» What the exercise asks
Repeat the listing below word for word, leaving nothing out.

» Data in this exercise
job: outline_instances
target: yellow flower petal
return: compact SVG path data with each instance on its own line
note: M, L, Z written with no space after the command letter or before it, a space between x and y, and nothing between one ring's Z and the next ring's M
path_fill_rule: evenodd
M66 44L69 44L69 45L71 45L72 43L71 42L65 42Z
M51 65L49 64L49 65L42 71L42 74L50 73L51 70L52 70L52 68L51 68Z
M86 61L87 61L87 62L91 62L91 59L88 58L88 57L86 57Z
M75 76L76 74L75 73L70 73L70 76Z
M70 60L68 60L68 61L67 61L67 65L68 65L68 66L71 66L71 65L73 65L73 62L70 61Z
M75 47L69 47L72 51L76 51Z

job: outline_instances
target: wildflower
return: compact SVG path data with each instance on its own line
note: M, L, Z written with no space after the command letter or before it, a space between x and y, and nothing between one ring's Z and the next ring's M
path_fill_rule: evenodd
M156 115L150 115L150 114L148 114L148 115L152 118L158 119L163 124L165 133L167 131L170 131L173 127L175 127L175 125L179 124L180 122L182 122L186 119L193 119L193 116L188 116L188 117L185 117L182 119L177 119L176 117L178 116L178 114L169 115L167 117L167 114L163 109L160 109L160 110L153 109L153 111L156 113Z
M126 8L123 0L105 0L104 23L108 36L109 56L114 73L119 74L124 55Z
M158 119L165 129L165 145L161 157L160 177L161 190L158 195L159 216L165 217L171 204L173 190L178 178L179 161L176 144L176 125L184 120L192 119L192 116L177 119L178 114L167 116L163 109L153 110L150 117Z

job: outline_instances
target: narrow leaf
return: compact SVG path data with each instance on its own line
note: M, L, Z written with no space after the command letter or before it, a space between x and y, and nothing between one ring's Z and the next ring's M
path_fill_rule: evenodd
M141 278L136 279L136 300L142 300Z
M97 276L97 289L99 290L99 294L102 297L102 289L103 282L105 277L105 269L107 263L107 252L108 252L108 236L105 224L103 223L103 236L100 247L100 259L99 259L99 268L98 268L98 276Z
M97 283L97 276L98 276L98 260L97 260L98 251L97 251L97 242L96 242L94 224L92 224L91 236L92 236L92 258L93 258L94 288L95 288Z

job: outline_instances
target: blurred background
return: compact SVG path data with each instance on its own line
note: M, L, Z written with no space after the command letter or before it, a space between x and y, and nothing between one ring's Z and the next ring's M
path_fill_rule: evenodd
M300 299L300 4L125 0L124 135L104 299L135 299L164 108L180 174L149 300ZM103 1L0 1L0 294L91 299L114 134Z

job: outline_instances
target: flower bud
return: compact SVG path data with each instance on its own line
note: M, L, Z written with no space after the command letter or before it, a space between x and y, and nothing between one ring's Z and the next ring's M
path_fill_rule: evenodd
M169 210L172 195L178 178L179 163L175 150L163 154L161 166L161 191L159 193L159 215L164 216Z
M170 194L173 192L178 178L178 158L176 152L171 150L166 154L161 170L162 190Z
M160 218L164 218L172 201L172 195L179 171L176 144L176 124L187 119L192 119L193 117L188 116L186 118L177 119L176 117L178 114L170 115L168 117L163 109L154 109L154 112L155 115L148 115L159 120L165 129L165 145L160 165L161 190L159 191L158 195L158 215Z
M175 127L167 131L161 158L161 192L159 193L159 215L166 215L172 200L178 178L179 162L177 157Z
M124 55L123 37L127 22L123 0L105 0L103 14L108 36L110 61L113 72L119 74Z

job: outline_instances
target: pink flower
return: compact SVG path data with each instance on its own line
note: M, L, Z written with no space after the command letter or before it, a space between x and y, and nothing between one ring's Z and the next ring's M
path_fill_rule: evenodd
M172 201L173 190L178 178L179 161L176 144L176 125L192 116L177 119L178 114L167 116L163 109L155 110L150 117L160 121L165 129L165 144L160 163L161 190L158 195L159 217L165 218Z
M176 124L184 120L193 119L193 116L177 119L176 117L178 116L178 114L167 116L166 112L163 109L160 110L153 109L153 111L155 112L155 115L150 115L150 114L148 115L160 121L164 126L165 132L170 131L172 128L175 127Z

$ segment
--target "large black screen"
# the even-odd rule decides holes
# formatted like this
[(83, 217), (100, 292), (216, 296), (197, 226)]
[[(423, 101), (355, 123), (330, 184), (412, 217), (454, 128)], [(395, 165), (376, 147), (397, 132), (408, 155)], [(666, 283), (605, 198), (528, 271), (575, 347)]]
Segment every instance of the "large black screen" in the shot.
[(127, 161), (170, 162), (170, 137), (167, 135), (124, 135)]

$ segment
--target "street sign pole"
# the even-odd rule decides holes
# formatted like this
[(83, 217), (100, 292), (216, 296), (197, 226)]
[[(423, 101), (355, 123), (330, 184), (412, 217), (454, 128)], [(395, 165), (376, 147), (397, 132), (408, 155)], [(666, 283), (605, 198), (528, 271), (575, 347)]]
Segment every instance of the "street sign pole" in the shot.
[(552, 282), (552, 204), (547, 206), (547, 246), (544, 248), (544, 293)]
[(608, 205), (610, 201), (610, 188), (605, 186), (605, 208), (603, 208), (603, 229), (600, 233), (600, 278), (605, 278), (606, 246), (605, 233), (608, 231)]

» Response to the exercise
job: outline_instances
target: yellow flower petal
return: compact SVG path data with each instance on its own line
note: M, L, Z written with no space after the command letter or before it, a space between x and y, and nothing between one ring's Z and the next ring's M
path_fill_rule: evenodd
M66 44L69 44L69 45L71 45L72 43L71 42L65 42Z
M51 65L49 64L49 65L42 71L42 74L50 73L51 70L52 70L52 68L51 68Z
M86 61L87 61L87 62L91 62L91 59L88 58L88 57L86 57Z
M75 76L76 74L75 73L70 73L70 76Z
M70 60L68 60L68 61L67 61L67 65L68 65L68 66L71 66L71 65L73 65L73 62L70 61Z
M75 47L69 47L72 51L76 51Z

job: outline_instances
target: wildflower
return: compact SVG path data with each instance on its own line
note: M, L, Z written with no space after the command letter or before it, a space between x and y, and nothing between one ring's Z and the next ring's M
path_fill_rule: evenodd
M156 115L150 115L150 114L148 114L148 115L152 118L158 119L163 124L165 133L167 131L170 131L173 127L175 127L175 125L179 124L180 122L182 122L186 119L193 119L193 116L188 116L188 117L185 117L182 119L177 119L176 117L178 116L178 114L169 115L167 117L167 114L163 109L160 109L160 110L153 109L153 111L156 113Z
M126 8L123 0L105 0L104 23L108 36L109 56L114 73L119 74L124 55Z
M158 119L165 129L165 145L161 157L160 177L161 190L158 195L159 216L165 217L171 204L173 190L178 178L179 161L176 144L176 125L184 120L192 119L192 116L177 119L178 114L167 116L163 109L153 110L150 117Z

job: outline_instances
target: narrow leaf
return: compact SVG path data with each instance on its own line
note: M, L, Z written with no space after the command letter or before it, a space between x and y, and nothing between one ring's Z and the next ring's M
path_fill_rule: evenodd
M141 278L136 279L136 300L142 300Z
M97 276L97 289L99 290L99 294L102 297L102 289L103 282L105 277L105 269L107 263L107 252L108 252L108 236L105 224L103 223L103 236L100 247L100 259L99 259L99 268L98 268L98 276Z
M97 283L97 276L98 276L98 260L97 260L98 251L97 251L97 242L96 242L94 224L92 224L91 236L92 236L92 258L93 258L94 288L95 288Z

job: outline_instances
target: blurred background
return: compact SVG path data with each instance on its own line
note: M, L, Z written with no space after the command letter or before it, a space between x and y, and nothing between one ring's Z and the next ring's M
path_fill_rule: evenodd
M300 299L300 4L125 0L124 135L104 299L135 299L164 108L180 174L149 300ZM103 1L0 1L0 294L91 299L114 134Z

job: outline_instances
target: flower bud
return: compact SVG path data with each instance on its own line
note: M, L, Z written with no space after the command letter or before it, a space between x and y, and nothing between one ring's Z and the next ring's M
path_fill_rule: evenodd
M169 210L172 195L178 178L179 163L175 150L163 154L161 166L161 191L159 193L159 215L164 216Z
M170 194L173 192L178 178L178 158L176 152L171 150L166 154L161 170L162 190Z
M160 218L164 218L172 201L172 195L179 171L176 144L176 124L187 119L192 119L193 117L188 116L186 118L177 119L176 117L178 114L170 115L168 117L163 109L154 109L154 112L155 115L148 115L159 120L165 129L165 145L160 165L161 190L159 191L158 195L158 215Z
M175 127L167 131L161 158L161 192L159 193L159 215L166 215L172 200L178 178L179 162L177 157Z
M124 55L123 37L127 22L123 0L105 0L103 14L108 36L110 61L113 72L119 74Z

job: outline_instances
target: pink flower
return: compact SVG path data with each instance on its own line
note: M, L, Z written with no space after the command letter or before it, a space between x and y, and nothing between one ring's Z and the next ring's M
path_fill_rule: evenodd
M172 201L173 190L178 178L179 161L176 144L176 125L192 116L177 119L178 114L167 116L163 109L155 110L150 117L160 121L165 129L165 144L160 163L161 190L158 195L159 217L165 218Z
M176 124L184 120L193 119L193 116L177 119L176 117L178 116L178 114L167 116L166 112L163 109L160 110L153 109L153 111L155 112L155 115L150 115L150 114L148 115L160 121L164 126L165 132L170 131L172 128L175 127Z

$ segment
--target "large black screen"
# the even-odd rule decides holes
# formatted like this
[(83, 217), (100, 292), (216, 296), (197, 226)]
[[(423, 101), (355, 123), (330, 184), (412, 217), (454, 128)], [(395, 165), (376, 147), (397, 132), (408, 155)], [(666, 283), (605, 198), (528, 271), (575, 347)]]
Segment every instance of the "large black screen" in the shot.
[(127, 161), (170, 162), (170, 137), (167, 135), (124, 135)]

$ segment
--target "street sign pole"
# the even-odd rule decides holes
# formatted like this
[(83, 217), (100, 292), (216, 296), (197, 226)]
[[(423, 101), (355, 123), (330, 184), (412, 217), (454, 128)], [(395, 165), (376, 147), (397, 132), (408, 155)], [(666, 283), (605, 198), (528, 271), (575, 347)]]
Segment every instance of the "street sign pole" in the shot.
[(552, 282), (552, 204), (547, 206), (547, 246), (544, 248), (544, 293)]
[(608, 205), (610, 201), (610, 188), (605, 186), (605, 208), (603, 208), (603, 229), (600, 233), (600, 278), (605, 278), (606, 246), (605, 233), (608, 231)]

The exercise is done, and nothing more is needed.